Excerpts from a pointing dataset:
'''
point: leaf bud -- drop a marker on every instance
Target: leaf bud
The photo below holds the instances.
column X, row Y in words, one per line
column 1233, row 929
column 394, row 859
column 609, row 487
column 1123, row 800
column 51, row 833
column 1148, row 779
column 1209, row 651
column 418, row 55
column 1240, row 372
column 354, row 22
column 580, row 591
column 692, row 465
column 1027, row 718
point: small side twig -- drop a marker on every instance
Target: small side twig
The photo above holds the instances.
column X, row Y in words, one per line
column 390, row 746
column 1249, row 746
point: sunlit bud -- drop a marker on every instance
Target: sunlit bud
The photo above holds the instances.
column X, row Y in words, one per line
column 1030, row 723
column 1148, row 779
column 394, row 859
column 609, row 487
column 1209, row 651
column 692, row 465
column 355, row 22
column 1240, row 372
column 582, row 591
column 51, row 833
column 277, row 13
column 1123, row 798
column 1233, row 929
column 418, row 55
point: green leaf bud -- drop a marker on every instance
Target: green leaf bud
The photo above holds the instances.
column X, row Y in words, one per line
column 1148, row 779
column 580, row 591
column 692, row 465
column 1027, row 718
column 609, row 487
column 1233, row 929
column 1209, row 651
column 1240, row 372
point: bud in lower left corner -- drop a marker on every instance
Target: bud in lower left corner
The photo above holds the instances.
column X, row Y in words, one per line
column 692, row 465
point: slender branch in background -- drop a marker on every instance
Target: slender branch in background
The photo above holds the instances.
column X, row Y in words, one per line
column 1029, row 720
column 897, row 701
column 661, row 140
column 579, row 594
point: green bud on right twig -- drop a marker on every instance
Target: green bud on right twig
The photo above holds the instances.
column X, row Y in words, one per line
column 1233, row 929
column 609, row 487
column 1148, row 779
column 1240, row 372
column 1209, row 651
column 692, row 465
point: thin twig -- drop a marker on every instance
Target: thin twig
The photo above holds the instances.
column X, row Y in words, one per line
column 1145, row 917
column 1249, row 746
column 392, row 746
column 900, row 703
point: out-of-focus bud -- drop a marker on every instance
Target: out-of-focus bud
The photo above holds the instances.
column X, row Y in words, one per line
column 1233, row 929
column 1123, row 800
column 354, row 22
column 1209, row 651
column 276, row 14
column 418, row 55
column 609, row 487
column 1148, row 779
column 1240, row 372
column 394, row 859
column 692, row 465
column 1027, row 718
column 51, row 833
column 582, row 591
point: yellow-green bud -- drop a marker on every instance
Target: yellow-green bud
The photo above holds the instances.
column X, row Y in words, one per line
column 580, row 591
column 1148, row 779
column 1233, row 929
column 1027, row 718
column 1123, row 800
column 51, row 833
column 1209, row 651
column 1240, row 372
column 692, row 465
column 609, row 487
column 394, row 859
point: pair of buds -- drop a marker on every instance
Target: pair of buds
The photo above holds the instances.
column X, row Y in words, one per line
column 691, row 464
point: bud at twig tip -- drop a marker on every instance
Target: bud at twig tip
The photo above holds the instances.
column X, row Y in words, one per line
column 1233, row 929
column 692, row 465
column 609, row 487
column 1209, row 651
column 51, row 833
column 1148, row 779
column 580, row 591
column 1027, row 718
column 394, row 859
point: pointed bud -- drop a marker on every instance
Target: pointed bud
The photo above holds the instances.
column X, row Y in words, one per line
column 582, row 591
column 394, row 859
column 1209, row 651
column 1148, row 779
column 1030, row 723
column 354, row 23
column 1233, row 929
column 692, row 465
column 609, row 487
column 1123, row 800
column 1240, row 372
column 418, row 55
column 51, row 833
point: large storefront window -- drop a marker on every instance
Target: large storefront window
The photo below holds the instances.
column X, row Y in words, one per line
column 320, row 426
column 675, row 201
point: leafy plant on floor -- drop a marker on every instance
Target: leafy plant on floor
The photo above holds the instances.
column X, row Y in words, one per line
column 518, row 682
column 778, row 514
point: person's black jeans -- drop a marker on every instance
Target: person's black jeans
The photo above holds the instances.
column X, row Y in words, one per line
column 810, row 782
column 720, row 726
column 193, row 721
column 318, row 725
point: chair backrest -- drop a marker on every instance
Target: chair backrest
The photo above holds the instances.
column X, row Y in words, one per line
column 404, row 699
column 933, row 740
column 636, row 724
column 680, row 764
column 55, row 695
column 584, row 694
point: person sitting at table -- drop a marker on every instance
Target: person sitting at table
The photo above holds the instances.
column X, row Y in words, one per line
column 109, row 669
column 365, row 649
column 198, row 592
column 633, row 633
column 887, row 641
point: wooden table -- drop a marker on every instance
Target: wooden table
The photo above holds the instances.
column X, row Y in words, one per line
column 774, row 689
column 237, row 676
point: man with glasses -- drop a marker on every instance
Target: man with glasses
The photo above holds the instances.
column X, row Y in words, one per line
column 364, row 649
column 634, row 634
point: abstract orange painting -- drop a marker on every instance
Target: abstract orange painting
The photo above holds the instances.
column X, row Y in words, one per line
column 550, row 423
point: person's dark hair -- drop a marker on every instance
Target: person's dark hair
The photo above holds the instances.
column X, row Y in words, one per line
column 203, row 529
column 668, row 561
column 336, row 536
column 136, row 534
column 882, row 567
'''
What is expected
Retype the lines above verbatim, beginning with the line that contains "point: person's black" and continuing through the line that contains "column 584, row 694".

Task result
point: person's black jeans -- drop a marker on every instance
Target: person's black jeans
The photo above holds the instances.
column X, row Y in words, one per line
column 810, row 782
column 720, row 726
column 193, row 721
column 318, row 725
point: chair backrest -- drop a marker on every instance
Target: chair backrest
The photo above holds the instances.
column X, row Y in words, one per line
column 404, row 699
column 933, row 740
column 636, row 724
column 680, row 764
column 55, row 695
column 584, row 694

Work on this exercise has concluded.